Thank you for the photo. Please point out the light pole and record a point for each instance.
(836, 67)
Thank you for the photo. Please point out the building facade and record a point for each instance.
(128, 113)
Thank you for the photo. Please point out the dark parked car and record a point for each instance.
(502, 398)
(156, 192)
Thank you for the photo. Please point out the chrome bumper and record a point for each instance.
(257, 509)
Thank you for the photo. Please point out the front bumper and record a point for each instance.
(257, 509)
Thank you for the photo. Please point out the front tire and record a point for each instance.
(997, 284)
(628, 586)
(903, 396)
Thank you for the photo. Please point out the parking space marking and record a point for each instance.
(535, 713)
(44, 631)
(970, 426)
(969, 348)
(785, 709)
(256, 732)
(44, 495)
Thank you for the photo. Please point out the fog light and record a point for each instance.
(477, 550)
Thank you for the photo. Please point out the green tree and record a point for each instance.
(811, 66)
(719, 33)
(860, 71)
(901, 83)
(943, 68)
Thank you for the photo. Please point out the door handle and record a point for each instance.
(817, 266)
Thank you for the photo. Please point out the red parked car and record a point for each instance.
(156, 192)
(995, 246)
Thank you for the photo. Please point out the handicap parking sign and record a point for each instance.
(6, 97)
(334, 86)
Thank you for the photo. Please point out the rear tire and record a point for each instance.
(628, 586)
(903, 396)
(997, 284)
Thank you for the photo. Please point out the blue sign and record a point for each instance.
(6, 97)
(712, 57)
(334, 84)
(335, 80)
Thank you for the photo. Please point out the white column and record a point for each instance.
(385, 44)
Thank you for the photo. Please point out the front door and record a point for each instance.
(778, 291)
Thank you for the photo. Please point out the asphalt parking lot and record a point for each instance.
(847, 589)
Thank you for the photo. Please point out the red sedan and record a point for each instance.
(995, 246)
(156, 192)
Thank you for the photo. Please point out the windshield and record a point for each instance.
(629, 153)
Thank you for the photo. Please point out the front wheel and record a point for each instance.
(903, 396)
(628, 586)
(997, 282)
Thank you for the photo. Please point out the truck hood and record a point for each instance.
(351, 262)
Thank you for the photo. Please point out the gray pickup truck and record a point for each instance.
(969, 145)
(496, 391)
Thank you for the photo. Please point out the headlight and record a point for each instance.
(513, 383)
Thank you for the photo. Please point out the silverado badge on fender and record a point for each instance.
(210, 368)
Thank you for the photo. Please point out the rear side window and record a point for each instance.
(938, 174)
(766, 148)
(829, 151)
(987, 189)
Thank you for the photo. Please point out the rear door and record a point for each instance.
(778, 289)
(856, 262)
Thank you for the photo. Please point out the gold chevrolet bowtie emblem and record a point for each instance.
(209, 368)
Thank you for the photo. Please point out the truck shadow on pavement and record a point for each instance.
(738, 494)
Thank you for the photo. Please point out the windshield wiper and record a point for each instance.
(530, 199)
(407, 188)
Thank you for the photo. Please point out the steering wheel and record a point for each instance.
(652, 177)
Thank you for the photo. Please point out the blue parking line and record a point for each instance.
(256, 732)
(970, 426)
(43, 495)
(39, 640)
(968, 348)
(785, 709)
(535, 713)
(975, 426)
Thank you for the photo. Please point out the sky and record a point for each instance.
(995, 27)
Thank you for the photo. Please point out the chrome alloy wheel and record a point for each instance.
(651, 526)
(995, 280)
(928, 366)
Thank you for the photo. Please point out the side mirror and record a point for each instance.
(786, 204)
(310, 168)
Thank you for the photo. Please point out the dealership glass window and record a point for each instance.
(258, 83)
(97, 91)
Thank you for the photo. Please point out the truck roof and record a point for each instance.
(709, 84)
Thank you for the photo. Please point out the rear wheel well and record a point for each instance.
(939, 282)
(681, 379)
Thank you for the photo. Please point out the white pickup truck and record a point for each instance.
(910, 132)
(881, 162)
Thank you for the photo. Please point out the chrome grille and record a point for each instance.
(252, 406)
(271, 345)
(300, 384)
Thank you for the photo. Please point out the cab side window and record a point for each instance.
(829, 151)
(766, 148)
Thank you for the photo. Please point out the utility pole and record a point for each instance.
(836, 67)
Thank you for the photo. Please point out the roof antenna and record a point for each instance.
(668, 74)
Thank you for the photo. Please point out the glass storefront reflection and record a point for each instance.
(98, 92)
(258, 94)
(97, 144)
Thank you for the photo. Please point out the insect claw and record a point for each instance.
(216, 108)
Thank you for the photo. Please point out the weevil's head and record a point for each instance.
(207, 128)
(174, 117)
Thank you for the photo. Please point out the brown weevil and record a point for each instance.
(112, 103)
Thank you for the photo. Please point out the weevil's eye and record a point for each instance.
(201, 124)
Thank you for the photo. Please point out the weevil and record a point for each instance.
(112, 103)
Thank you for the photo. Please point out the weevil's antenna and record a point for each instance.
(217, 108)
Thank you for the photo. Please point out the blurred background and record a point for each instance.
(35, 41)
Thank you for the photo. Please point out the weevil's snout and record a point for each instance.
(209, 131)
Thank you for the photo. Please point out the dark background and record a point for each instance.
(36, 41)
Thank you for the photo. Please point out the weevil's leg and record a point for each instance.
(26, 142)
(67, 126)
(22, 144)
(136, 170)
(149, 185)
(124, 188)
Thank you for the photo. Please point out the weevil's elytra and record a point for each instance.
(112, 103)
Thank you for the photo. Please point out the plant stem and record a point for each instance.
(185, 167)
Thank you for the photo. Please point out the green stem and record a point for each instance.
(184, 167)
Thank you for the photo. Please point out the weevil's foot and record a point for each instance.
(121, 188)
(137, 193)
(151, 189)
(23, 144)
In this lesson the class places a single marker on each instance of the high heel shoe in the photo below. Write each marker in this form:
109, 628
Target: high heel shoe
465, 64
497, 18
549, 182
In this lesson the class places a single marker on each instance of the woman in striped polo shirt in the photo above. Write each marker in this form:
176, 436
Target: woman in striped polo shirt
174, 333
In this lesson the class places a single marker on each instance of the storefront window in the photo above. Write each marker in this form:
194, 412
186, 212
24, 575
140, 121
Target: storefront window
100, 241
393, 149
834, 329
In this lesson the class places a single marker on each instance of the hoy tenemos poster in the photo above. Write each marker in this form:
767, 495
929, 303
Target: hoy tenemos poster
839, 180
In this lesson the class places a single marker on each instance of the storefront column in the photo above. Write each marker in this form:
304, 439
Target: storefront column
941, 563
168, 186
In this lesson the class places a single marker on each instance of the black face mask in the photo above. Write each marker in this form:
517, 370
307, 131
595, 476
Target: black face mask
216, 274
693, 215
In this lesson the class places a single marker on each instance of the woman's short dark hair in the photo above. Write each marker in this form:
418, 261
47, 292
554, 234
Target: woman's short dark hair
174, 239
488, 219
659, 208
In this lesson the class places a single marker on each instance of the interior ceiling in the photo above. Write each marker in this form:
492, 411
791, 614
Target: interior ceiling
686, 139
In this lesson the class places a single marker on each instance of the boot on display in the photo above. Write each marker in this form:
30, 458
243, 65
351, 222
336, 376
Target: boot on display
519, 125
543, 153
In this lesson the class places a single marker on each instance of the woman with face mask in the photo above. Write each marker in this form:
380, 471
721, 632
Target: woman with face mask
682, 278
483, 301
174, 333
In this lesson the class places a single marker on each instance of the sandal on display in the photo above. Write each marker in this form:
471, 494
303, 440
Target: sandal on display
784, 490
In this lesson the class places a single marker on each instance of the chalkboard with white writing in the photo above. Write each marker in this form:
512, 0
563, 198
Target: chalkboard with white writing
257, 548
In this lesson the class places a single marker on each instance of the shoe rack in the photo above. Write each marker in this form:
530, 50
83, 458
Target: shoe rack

§ Work required
Write out the material exactly as given.

§ The completed task
Thank you for the photo. Please point out the light pole and record a point for each instance.
(836, 67)
Thank you for the photo. Please point out the building facade and record a point for each instance.
(128, 113)
Thank you for the photo. Please point out the dark parked car and record a point for each instance.
(502, 398)
(156, 192)
Thank you for the photo. Please point out the chrome bumper and record a point for each instance.
(257, 509)
Thank you for the photo. Please point out the front bumper and record a point for each instance.
(257, 509)
Thank you for the photo. Please point out the front tire and record a point for each instance.
(997, 284)
(628, 586)
(903, 396)
Thank you for the photo. Please point out the parking space marking and record a point for each instance.
(535, 713)
(44, 631)
(970, 426)
(969, 348)
(785, 709)
(256, 732)
(44, 495)
Thank you for the photo. Please point out the fog light and record a point for each instance.
(477, 550)
Thank you for the photo. Please point out the green tree and record a point for each instance.
(811, 66)
(719, 33)
(860, 71)
(901, 83)
(943, 68)
Thank you for the photo. Please point out the door handle and record a point for each instance.
(817, 266)
Thank you for the photo. Please point out the red parked car and record a point for each instance.
(156, 192)
(995, 246)
Thank you for the photo. Please point out the handicap parking sign and record a point for each instance.
(6, 97)
(334, 86)
Thank you for the photo. Please point out the rear tire and record a point for each instance.
(628, 586)
(903, 396)
(997, 284)
Thank you for the photo. Please point out the blue sign and record a point for each instance.
(6, 97)
(712, 57)
(334, 84)
(335, 80)
Thank you for the photo. Please point out the white column and record a point for each instance.
(385, 44)
Thank you for the photo. Please point out the front door and record a point for each instance.
(778, 291)
Thank you for the photo. Please point out the asphalt parking lot and record a point for each instance.
(847, 589)
Thank you for the photo. Please point out the red sedan and record a point for each instance.
(995, 246)
(156, 192)
Thank you for the photo. Please point out the windshield and record a point for each instance.
(629, 153)
Thank you for the photo. Please point out the front wheel and record a point for each instance.
(903, 396)
(628, 586)
(997, 282)
Thank you for the photo. Please point out the truck hood and record a point for each instance.
(351, 262)
Thank you for the photo. Please point out the gray pickup truck and record a point for each instance.
(969, 145)
(496, 391)
Thank you for the photo. Please point out the headlight and record a point for each instance.
(513, 383)
Thank you for the photo. Please point out the silverado badge on fender and record a point for each instance.
(210, 368)
Thank you for the photo. Please point out the rear side window and record a point for each instance.
(938, 174)
(766, 148)
(829, 151)
(987, 189)
Thank you for the photo. Please point out the rear door and record a point for each instance.
(778, 289)
(856, 262)
Thank you for the photo. Please point out the gold chevrolet bowtie emblem and record a point for each instance.
(209, 368)
Thank you for the photo. Please point out the truck shadow on pavement and record a point for each instance.
(738, 494)
Thank you for the photo. Please point out the windshield wiper and record a point for each instance.
(530, 199)
(407, 188)
Thank you for the photo. Please point out the steering wheel and record a point for each instance.
(652, 177)
Thank you for the photo. Please point out the blue parking line and record a point for each instance.
(256, 732)
(970, 426)
(43, 495)
(39, 640)
(968, 348)
(785, 709)
(535, 713)
(975, 426)
Thank you for the photo. Please point out the sky and record a point for each instance.
(995, 27)
Thank you for the photo. Please point out the chrome alloy wheel and record a point for each instance.
(651, 526)
(995, 280)
(928, 366)
Thank you for the photo. Please point out the side mirror and record a point for each instance.
(786, 204)
(310, 168)
Thank you for the photo. Please point out the dealership glass window and record a point for each instance.
(258, 83)
(97, 91)
Thank you for the photo. Please point out the truck roof and record a point for each instance.
(709, 84)
Thank you for the photo. Please point out the rear wheel well and record a point for each instance.
(939, 282)
(681, 379)
Thank you for the photo. Please point out the white pickup truck and record a point for each instance.
(910, 132)
(881, 162)
Thank you for the photo. Please point out the chrome grille and record a point for each instance.
(252, 406)
(271, 345)
(300, 384)
Thank you for the photo. Please point out the cab side window and record a point for each instance.
(829, 151)
(766, 148)
Thank you for the photo. Please point out the utility pole and record a point for each instance.
(836, 67)
Thank you for the photo. Please point out the roof antenna and record a point for each instance.
(668, 74)
Thank you for the photo. Please point out the glass storefront reflection and record a point for each instance.
(98, 92)
(258, 94)
(97, 144)
Thank you for the photo. Please point out the insect claw and record a point for each instance.
(216, 108)
Thank you for the photo. Please point out the weevil's head and record a point for each instance.
(207, 128)
(174, 117)
Thank you for the photo. Please point out the brown weevil and record a point for each instance.
(112, 103)
Thank you for the photo. Please point out the weevil's eye and record a point for each instance.
(201, 124)
Thank you for the photo. Please point out the weevil and record a point for each instance.
(112, 103)
Thank you for the photo. Please point out the weevil's antenna and record a point for each instance.
(217, 108)
Thank you for the photo. Please point out the blurred background and record a point for each instance.
(35, 41)
Thank you for the photo. Please point out the weevil's snout and record a point for each instance.
(209, 131)
Thank you for the photo. Please point out the dark background and record a point for each instance.
(36, 41)
Thank you for the photo. Please point out the weevil's leg and record a point for each instance.
(26, 142)
(67, 126)
(22, 144)
(136, 170)
(149, 185)
(124, 188)
Thank you for the photo. Please point out the weevil's elytra and record a point for each instance.
(112, 103)
Thank you for the photo. Please point out the plant stem and record a point for each instance.
(185, 167)
Thank you for the photo. Please point out the green stem and record a point for each instance.
(184, 167)
Thank you for the photo. Please point out the weevil's foot and record a point for each instance.
(121, 188)
(137, 193)
(151, 189)
(23, 144)
In this lesson the class places a single marker on each instance of the high heel shoe in the photo below. Write each marker in this form:
109, 628
Target: high heel shoe
465, 64
497, 18
549, 182
In this lesson the class places a single marker on each instance of the woman in striped polo shirt in the photo above. Write each marker in this form:
176, 436
Target: woman in striped polo shirt
174, 333
In this lesson the class places a single marker on each instance of the storefront window in the photo above. Write each marker in this form:
194, 412
186, 212
24, 575
140, 121
Target: storefront window
100, 241
393, 149
834, 329
In this lesson the class places a single marker on each instance of the hoy tenemos poster in the photo above. Write each marker in this form:
767, 495
929, 303
Target: hoy tenemos poster
839, 180
In this lesson the class places a single marker on each instance of the storefront column in the photo above. Write each marker in this form:
304, 439
Target: storefront column
941, 563
168, 186
In this lesson the class places a single marker on each instance of the black face mask in the photo above. Write each marker in this form:
517, 370
307, 131
595, 476
Target: black face mask
216, 274
693, 215
In this lesson the class places a single marker on each instance of the woman's short dark hair in the photo above. Write each marker in this form:
418, 261
47, 292
554, 234
Target: woman's short dark hair
174, 239
488, 219
659, 208
In this lesson the class places a single marker on each instance of the interior ceiling in the photo above. Write each marker in this form:
492, 411
791, 614
Target: interior ceiling
686, 139
In this lesson the class places a single marker on each instance of the boot on display in the photo above. Write each marker in this form:
30, 458
243, 65
351, 222
336, 376
Target: boot on display
519, 125
543, 153
In this lesson the class places a single marker on each instance of the woman with face mask in the photo above. Write each marker in this form:
380, 471
721, 632
Target: woman with face mask
682, 278
483, 301
174, 333
In this lesson the class places a single marker on each instance of the sandal on display in the photo above. Write each marker in this form:
471, 494
303, 440
Target: sandal on display
784, 490
In this lesson the class places a single marker on each instance of the chalkboard with white writing in the photo above. Write each marker in this form:
512, 0
563, 198
Target: chalkboard with white writing
257, 548
In this lesson the class places a single marker on each instance of the shoe rack in the photo above. Write each marker in this form:
530, 50
83, 458
Target: shoe rack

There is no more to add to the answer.